# [TASK INSTRUCTIONS]
1. In the passage on the Sindh cess reduction, reproduce the section starting at "The reduction from" and ending at "much-needed fiscal relief.", with "Export Facilitation Scheme" renamed to "Export Support Scheme".
2. According to the passage on the Sindh cess reduction, by what date is the final 15 per cent of the outstanding amount payable?
3. Condense the paragraph of the passage on the Sindh cess reduction that begins "FPCCI's Senior Vice President Saquib Fayyaz Magoon" into a shorter version that keeps its main facts.

**** TEXT PROVIDED ****

The reduction from 1.85 per cent to between 0.80 per cent and 0.85 per cent is expected to be particularly beneficial for the Export Facilitation Scheme (EFS) industry, which has long struggled with the cost burden of this cess. This resolution marks a significant victory for the business community, providing much-needed fiscal relief.

Mr. Atif Ikram Sheikh highlighted that traders facing ongoing court cases related to infrastructure development would also benefit from a structured payment plan. Under these terms, 15 per cent of their outstanding amount will be payable by July 31, 2026; another 15 per cent by October 31, 2026; and the final 15 per cent by July 31, 2027. This reduction in cess rates is expected to significantly ease importers’ liquidity challenges.

FPCCI’s Senior Vice President Saquib Fayyaz Magoon elaborated further on the financial implications of this decision. Around Rs350 billion currently tied up in court cases related to the Sindh Infrastructure Development Cess would be released into circulation through this structured payment plan. The reduction in cess by one per cent alone is expected to ease importers’ liquidity burden, he noted.

Mr. Abdul Mohamud Khan, VP of FPCCI and Regional Chairman for Sindh, expressed gratitude towards representatives from the Sindh government, including Mr. Mukesh Kumar Chawla, Mr. Zia ul Hassan Lanjar, and Mr. Murtaza Wahab. These officials played a crucial role in facilitating the agreement.

**** AVAILABLE DATA ****

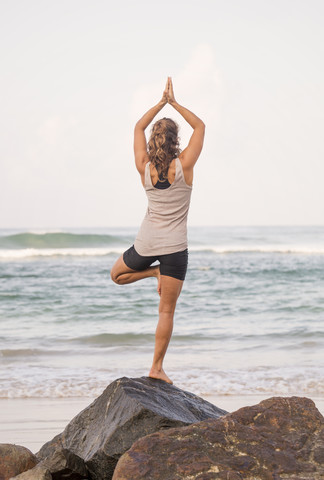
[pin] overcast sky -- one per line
(76, 75)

****

# [SOLUTION SET]
1.
The reduction from 1.85 per cent to between 0.80 per cent and 0.85 per cent is expected to be particularly beneficial for the Export Support Scheme (EFS) industry, which has long struggled with the cost burden of this cess. This resolution marks a significant victory for the business community, providing much-needed fiscal relief.

2. July 31, 2027.

3. FPCCI Senior Vice President Saquib Fayyaz Magoon said the structured payment plan would release around Rs350 billion now tied up in court cases over the Sindh Infrastructure Development Cess. He added that the one per cent cess reduction alone should ease importers' liquidity burden.